### [Requirement]
Revise the entries below by changing every "positive clicks" to "foreground clicks" and leaving everything else as it is.

*** Records provided Section Begins ***

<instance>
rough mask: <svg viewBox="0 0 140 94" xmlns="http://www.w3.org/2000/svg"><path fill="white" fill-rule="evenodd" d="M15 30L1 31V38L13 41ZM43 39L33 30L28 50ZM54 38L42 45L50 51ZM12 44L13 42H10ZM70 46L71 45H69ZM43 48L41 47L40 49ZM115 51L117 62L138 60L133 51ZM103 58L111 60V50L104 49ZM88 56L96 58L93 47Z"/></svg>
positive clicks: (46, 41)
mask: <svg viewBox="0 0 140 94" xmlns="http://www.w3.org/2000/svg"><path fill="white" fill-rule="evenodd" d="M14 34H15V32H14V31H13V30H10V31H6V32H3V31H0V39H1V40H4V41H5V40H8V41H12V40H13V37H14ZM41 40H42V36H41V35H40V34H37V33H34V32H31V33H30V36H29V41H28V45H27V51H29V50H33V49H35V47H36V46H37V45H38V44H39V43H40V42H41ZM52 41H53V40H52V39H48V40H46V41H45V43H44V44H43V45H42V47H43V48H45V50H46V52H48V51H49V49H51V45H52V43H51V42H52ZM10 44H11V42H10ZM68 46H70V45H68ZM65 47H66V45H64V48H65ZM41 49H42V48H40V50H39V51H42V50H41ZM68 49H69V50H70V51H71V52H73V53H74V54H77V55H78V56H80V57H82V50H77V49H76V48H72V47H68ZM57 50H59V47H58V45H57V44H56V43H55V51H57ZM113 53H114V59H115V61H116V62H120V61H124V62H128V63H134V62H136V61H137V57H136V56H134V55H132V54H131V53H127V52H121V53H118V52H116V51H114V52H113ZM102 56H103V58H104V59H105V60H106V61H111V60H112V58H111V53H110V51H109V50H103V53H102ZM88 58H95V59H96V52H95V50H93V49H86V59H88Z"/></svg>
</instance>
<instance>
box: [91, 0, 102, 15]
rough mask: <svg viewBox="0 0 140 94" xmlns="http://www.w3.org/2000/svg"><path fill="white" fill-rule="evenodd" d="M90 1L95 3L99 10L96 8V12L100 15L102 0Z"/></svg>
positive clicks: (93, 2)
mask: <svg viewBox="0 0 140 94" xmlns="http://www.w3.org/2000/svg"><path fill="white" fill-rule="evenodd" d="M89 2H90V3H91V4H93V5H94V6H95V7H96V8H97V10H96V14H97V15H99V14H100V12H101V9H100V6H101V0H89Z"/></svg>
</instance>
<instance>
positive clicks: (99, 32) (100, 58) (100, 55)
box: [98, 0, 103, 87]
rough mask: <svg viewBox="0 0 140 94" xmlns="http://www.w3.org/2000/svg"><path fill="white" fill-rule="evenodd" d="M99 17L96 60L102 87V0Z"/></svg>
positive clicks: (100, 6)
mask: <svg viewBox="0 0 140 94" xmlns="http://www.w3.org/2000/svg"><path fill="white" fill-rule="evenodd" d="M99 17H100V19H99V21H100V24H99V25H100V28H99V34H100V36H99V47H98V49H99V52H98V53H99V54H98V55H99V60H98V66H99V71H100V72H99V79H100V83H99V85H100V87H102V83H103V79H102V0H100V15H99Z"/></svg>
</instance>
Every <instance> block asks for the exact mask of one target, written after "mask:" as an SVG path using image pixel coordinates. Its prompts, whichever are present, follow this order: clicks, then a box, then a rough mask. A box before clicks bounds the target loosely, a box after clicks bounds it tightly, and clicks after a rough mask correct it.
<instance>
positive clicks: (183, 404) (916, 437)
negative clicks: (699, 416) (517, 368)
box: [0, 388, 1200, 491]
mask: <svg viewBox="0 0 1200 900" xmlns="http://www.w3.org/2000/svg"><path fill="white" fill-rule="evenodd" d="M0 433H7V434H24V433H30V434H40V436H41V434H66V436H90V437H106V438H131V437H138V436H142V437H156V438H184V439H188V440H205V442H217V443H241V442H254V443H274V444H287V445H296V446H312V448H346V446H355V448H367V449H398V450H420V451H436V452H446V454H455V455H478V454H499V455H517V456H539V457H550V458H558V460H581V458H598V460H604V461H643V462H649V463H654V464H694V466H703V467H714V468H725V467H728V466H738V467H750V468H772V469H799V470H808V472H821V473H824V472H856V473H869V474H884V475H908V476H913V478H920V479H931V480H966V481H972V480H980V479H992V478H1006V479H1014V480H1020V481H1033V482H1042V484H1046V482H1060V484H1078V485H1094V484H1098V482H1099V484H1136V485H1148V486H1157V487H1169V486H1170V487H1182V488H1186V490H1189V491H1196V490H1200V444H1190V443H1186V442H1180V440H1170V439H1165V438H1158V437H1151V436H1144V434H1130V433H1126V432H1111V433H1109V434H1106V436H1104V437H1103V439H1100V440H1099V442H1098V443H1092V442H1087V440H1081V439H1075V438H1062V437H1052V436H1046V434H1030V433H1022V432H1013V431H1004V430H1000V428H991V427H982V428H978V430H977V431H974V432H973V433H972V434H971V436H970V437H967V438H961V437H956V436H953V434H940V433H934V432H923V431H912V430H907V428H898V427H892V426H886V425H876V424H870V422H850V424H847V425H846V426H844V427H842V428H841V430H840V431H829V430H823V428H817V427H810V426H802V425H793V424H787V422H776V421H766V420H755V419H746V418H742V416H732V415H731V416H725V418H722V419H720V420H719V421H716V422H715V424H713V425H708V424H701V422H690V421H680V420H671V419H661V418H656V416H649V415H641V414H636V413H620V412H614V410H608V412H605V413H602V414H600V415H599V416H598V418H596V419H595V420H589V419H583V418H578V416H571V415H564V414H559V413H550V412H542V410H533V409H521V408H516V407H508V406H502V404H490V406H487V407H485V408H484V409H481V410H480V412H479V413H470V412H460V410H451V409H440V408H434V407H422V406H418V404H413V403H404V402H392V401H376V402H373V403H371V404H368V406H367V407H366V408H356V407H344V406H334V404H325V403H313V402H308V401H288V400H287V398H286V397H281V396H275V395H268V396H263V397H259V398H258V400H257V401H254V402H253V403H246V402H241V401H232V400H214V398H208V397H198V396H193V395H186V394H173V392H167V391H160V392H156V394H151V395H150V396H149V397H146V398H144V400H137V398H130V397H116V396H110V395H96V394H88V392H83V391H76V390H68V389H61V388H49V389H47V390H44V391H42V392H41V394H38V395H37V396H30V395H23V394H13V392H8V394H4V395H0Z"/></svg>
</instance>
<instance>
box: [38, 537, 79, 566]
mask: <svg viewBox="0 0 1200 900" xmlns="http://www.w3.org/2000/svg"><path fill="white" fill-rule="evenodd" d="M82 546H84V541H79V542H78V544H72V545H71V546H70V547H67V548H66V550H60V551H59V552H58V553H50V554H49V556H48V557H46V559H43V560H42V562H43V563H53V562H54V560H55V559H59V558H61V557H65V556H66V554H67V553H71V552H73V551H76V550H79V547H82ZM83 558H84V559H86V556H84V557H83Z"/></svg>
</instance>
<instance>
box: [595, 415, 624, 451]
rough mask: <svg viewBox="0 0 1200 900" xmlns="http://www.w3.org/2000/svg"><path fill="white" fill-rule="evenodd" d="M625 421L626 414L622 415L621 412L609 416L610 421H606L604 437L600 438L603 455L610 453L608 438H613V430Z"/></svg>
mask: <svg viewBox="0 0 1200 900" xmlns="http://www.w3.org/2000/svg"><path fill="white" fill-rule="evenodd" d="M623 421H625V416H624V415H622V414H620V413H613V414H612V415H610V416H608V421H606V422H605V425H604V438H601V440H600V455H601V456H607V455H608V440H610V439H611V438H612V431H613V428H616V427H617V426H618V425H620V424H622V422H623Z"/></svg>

*** Records provided Section Ends ***

### [Problem solution]
<instance>
rough mask: <svg viewBox="0 0 140 94" xmlns="http://www.w3.org/2000/svg"><path fill="white" fill-rule="evenodd" d="M15 30L1 31V38L13 41ZM43 39L33 30L28 50ZM54 38L42 45L50 51ZM12 44L13 42H10ZM70 46L71 45H69ZM43 48L41 47L40 49ZM115 51L117 62L138 60L133 51ZM103 58L111 60V50L104 49ZM88 56L96 58L93 47Z"/></svg>
foreground clicks: (46, 41)
mask: <svg viewBox="0 0 140 94" xmlns="http://www.w3.org/2000/svg"><path fill="white" fill-rule="evenodd" d="M14 34H15V32H14V31H13V30H10V31H6V32H3V31H0V39H1V40H4V41H5V40H8V41H12V40H13V37H14ZM41 40H42V36H41V35H40V34H37V33H34V32H31V33H30V36H29V41H28V45H27V51H29V50H33V49H35V47H36V46H37V45H38V44H39V43H40V42H41ZM52 41H53V40H52V39H48V40H46V41H45V43H44V44H43V45H42V47H43V48H45V50H46V52H48V51H49V49H51V45H52V43H51V42H52ZM10 44H11V42H10ZM68 46H70V45H68ZM65 47H66V45H64V48H65ZM41 49H42V48H40V50H39V51H42V50H41ZM68 49H69V50H70V51H71V52H73V53H74V54H77V55H78V56H80V57H82V50H77V49H76V48H72V47H68ZM57 50H59V47H58V45H57V44H56V43H55V51H57ZM113 53H114V59H115V61H116V62H120V61H124V62H128V63H134V62H136V61H137V57H136V56H134V55H132V54H131V53H127V52H121V53H118V52H116V51H114V52H113ZM102 56H103V58H104V59H105V60H106V61H111V60H112V58H111V53H110V51H109V50H103V53H102ZM88 58H95V59H96V52H95V50H93V49H86V59H88Z"/></svg>
</instance>
<instance>
box: [91, 0, 102, 15]
rough mask: <svg viewBox="0 0 140 94" xmlns="http://www.w3.org/2000/svg"><path fill="white" fill-rule="evenodd" d="M90 1L95 3L99 10L96 8V12L100 15L102 0Z"/></svg>
foreground clicks: (93, 2)
mask: <svg viewBox="0 0 140 94" xmlns="http://www.w3.org/2000/svg"><path fill="white" fill-rule="evenodd" d="M89 2H90V3H91V4H93V5H94V6H95V7H96V8H97V10H96V14H97V15H99V14H100V12H101V9H100V6H101V0H89Z"/></svg>
</instance>
<instance>
foreground clicks: (99, 32) (100, 58) (100, 55)
box: [98, 0, 103, 87]
rough mask: <svg viewBox="0 0 140 94" xmlns="http://www.w3.org/2000/svg"><path fill="white" fill-rule="evenodd" d="M99 17L96 60L102 87V0Z"/></svg>
foreground clicks: (100, 6)
mask: <svg viewBox="0 0 140 94" xmlns="http://www.w3.org/2000/svg"><path fill="white" fill-rule="evenodd" d="M99 17H100V19H99V21H100V24H99V25H100V28H99V34H100V36H99V47H98V49H99V52H98V53H99V54H98V55H99V60H98V66H99V71H100V72H99V79H100V83H99V85H100V87H102V83H103V79H102V0H100V15H99Z"/></svg>
</instance>
Every <instance> block asks for the exact mask of one target, written after "mask:" as an SVG path using image pixel coordinates. Its prompts, whichever are present, follow this order: clicks, then a box, then a rough mask. A box before clicks bounds the target loosely, a box after clicks bounds it tightly, and clicks after a rough mask correct it.
<instance>
foreground clicks: (183, 404) (916, 437)
negative clicks: (699, 416) (517, 368)
box: [0, 388, 1200, 491]
mask: <svg viewBox="0 0 1200 900" xmlns="http://www.w3.org/2000/svg"><path fill="white" fill-rule="evenodd" d="M0 433H7V434H24V433H30V434H40V436H41V434H66V436H90V437H106V438H131V437H138V436H142V437H156V438H184V439H188V440H205V442H217V443H241V442H254V443H274V444H287V445H296V446H312V448H346V446H355V448H367V449H398V450H420V451H436V452H446V454H455V455H478V454H499V455H517V456H539V457H550V458H558V460H581V458H598V460H604V461H643V462H649V463H654V464H694V466H703V467H714V468H725V467H728V466H738V467H750V468H772V469H799V470H808V472H821V473H824V472H856V473H869V474H884V475H908V476H913V478H920V479H931V480H966V481H972V480H980V479H992V478H1006V479H1014V480H1020V481H1033V482H1042V484H1046V482H1060V484H1078V485H1094V484H1098V482H1099V484H1136V485H1148V486H1157V487H1169V486H1170V487H1182V488H1186V490H1189V491H1196V490H1200V444H1190V443H1186V442H1180V440H1170V439H1165V438H1158V437H1151V436H1144V434H1130V433H1126V432H1111V433H1109V434H1106V436H1104V437H1103V439H1100V440H1099V442H1098V443H1092V442H1087V440H1081V439H1075V438H1062V437H1052V436H1046V434H1030V433H1022V432H1013V431H1004V430H1000V428H991V427H982V428H978V430H977V431H974V432H973V433H972V434H971V436H970V437H967V438H961V437H956V436H953V434H940V433H934V432H923V431H912V430H907V428H898V427H892V426H886V425H876V424H870V422H850V424H847V425H846V426H844V427H842V428H841V430H840V431H829V430H823V428H817V427H810V426H802V425H793V424H787V422H776V421H766V420H755V419H746V418H742V416H732V415H731V416H725V418H722V419H720V420H719V421H716V422H715V424H713V425H708V424H701V422H690V421H680V420H671V419H661V418H656V416H649V415H641V414H636V413H620V412H614V410H608V412H605V413H602V414H600V415H599V416H598V418H596V419H595V420H589V419H583V418H578V416H571V415H564V414H559V413H550V412H542V410H533V409H521V408H516V407H508V406H502V404H490V406H487V407H485V408H484V409H481V410H480V412H479V413H470V412H460V410H451V409H440V408H434V407H422V406H418V404H413V403H404V402H392V401H376V402H373V403H371V404H368V406H367V407H366V408H356V407H344V406H334V404H325V403H313V402H308V401H288V400H287V398H286V397H281V396H275V395H268V396H263V397H259V398H258V400H257V401H254V402H253V403H246V402H241V401H232V400H214V398H208V397H198V396H193V395H186V394H173V392H167V391H160V392H156V394H151V395H150V396H149V397H146V398H144V400H137V398H130V397H116V396H110V395H96V394H88V392H83V391H76V390H68V389H61V388H49V389H47V390H44V391H42V392H41V394H38V395H37V396H30V395H23V394H13V392H8V394H4V395H0Z"/></svg>
</instance>
<instance>
box: [38, 537, 79, 566]
mask: <svg viewBox="0 0 1200 900" xmlns="http://www.w3.org/2000/svg"><path fill="white" fill-rule="evenodd" d="M82 546H84V541H79V542H78V544H72V545H71V546H70V547H67V548H66V550H60V551H59V552H58V553H50V554H49V556H48V557H46V559H43V560H42V562H43V563H53V562H54V560H55V559H59V558H61V557H65V556H66V554H67V553H71V552H73V551H76V550H79V547H82ZM83 558H84V559H86V556H84V557H83Z"/></svg>
</instance>
<instance>
box: [595, 415, 624, 451]
rough mask: <svg viewBox="0 0 1200 900" xmlns="http://www.w3.org/2000/svg"><path fill="white" fill-rule="evenodd" d="M625 421L626 414L622 415L621 412L609 416L610 421H606L604 437L600 438L603 455L610 453L608 438H613V430Z"/></svg>
mask: <svg viewBox="0 0 1200 900" xmlns="http://www.w3.org/2000/svg"><path fill="white" fill-rule="evenodd" d="M623 421H625V416H624V415H622V414H620V413H613V414H612V415H610V416H608V421H606V422H605V425H604V438H601V440H600V455H601V456H607V455H608V440H610V439H611V438H612V431H613V428H616V427H617V426H618V425H620V424H622V422H623Z"/></svg>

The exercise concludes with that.